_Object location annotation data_
* Start *
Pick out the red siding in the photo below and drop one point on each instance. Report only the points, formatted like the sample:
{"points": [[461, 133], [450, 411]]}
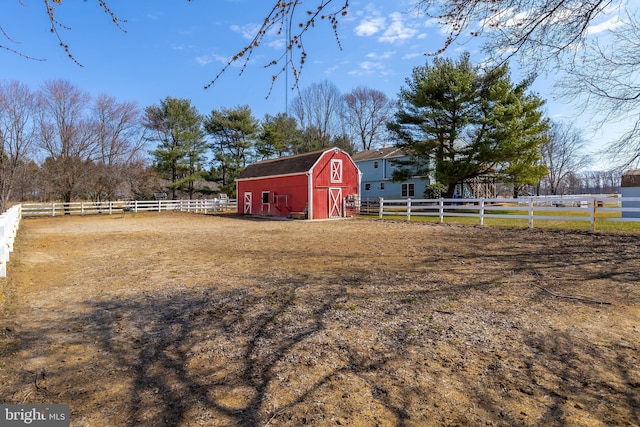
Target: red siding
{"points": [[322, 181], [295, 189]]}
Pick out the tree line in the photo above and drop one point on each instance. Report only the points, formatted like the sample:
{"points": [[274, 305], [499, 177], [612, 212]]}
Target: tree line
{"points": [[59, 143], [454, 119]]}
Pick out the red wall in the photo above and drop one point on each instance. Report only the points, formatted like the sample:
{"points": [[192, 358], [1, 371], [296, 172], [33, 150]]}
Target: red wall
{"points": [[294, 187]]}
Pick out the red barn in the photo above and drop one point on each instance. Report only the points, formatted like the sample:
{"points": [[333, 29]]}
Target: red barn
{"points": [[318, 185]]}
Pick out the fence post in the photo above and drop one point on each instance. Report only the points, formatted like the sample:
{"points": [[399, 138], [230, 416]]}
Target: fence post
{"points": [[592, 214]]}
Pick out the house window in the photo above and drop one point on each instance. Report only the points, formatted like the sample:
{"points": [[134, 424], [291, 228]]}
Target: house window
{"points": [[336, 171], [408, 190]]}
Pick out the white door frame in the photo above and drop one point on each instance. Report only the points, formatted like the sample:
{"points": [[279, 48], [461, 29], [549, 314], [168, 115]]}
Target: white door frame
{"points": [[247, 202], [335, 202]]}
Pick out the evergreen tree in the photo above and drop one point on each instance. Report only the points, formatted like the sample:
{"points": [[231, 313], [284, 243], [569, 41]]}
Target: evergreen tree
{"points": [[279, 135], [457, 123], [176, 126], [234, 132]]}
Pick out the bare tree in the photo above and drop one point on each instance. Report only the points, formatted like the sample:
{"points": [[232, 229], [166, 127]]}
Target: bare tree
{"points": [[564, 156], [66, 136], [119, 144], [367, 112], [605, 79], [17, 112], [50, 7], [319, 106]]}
* End *
Copy the listing in full and without alteration, omitting every picture.

Pick out the red siding in the photo below and drop one point on each instance. Report only the points, formatted like the sample:
{"points": [[461, 133], [450, 411]]}
Target: red siding
{"points": [[322, 181], [295, 189]]}
Pick out the tree line in the photo above and drop one point on each instance. Report only the points, formatted like the sample:
{"points": [[274, 305], [499, 177], [612, 212]]}
Target: tree line
{"points": [[59, 143], [454, 119]]}
Pick out the red wall in the photo above and drop one point on each instance. Report only the points, formatted like the sample:
{"points": [[192, 358], [1, 371], [296, 172], [33, 150]]}
Target: red wall
{"points": [[294, 187]]}
Pick out the red barn in the photo above and drop one point on each instance. Report only the points, formatted like the sample:
{"points": [[333, 29]]}
Target: red barn
{"points": [[318, 185]]}
Pick out the fence post in the photo above and drop one point on each instance. Report only the points, formatted like the sample:
{"points": [[399, 138], [230, 416]]}
Target: fence post
{"points": [[592, 214]]}
Pick out the house window in the photo above and drop one point on each instance. Report only the points, formatted like the sample:
{"points": [[134, 424], [291, 228]]}
Target: house window
{"points": [[336, 171], [408, 190]]}
Pick out the white door frame in the photo above and drop one point on each instance. Report only the points, formatted like the sample:
{"points": [[279, 48], [461, 29], [549, 314], [168, 115]]}
Target: white door frame
{"points": [[247, 202], [335, 202]]}
Pick out the evergreen tree in the photo above and drop one point on each instance. Report only the points, formatted like the sample:
{"points": [[231, 313], [284, 243], [569, 41]]}
Target: evergreen tree
{"points": [[279, 135], [457, 123], [176, 126], [234, 132]]}
Pick out the bare tree in the photo above and drop one point on each instance. Report only the points, formatted like the sample:
{"points": [[232, 229], [166, 127]]}
Target: bare tree
{"points": [[564, 156], [66, 136], [119, 144], [367, 112], [605, 79], [17, 112], [50, 7], [319, 106]]}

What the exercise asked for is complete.